Task instructions: Rewrite every one of the records below, swapping "every instance" for "all instances" each time it appears and keeping everything else the same. Leave the pictures out.

┄┄┄┄┄┄┄┄┄┄┄┄┄┄┄┄┄┄┄┄

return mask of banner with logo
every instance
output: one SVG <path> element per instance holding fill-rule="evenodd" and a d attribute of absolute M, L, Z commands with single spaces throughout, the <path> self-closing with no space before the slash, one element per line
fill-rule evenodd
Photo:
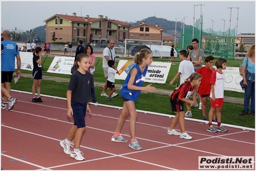
<path fill-rule="evenodd" d="M 55 56 L 47 72 L 71 75 L 71 70 L 74 60 L 74 57 Z"/>
<path fill-rule="evenodd" d="M 33 70 L 33 53 L 19 52 L 21 56 L 21 69 Z M 17 59 L 15 57 L 15 69 L 17 69 Z"/>
<path fill-rule="evenodd" d="M 124 80 L 133 65 L 133 60 L 119 60 L 117 67 L 119 73 L 115 74 L 115 79 Z M 152 62 L 148 66 L 144 81 L 152 83 L 166 83 L 171 65 L 171 63 L 167 62 Z"/>

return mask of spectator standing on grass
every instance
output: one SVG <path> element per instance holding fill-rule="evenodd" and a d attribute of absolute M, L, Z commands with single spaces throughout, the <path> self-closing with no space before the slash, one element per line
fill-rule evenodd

┄┄┄┄┄┄┄┄┄┄┄┄┄┄┄┄┄┄┄┄

Reply to the exercise:
return mask of banner with logo
all instances
output: one SVG <path> element per instance holding fill-rule="evenodd" and a d attribute of absolute M, L, Z commands with single spaces throughout, the <path> self-closing with no space before the slash, one element per line
fill-rule evenodd
Photo:
<path fill-rule="evenodd" d="M 55 56 L 47 72 L 71 75 L 71 70 L 74 60 L 74 57 Z"/>
<path fill-rule="evenodd" d="M 33 70 L 33 53 L 19 52 L 21 56 L 21 69 Z M 17 59 L 15 57 L 15 69 L 17 69 Z"/>
<path fill-rule="evenodd" d="M 124 80 L 133 65 L 133 60 L 119 60 L 117 67 L 119 73 L 115 74 L 115 79 Z M 152 62 L 148 66 L 144 81 L 152 83 L 166 83 L 171 65 L 171 63 L 167 62 Z"/>

return mask of spectator standing on grass
all instances
output: one SVG <path> element per instance holding fill-rule="evenodd" and a d attribute of absolute M, L, Z commands with single spaces throughout, the <path> self-closing with no space before the slash, one element per line
fill-rule evenodd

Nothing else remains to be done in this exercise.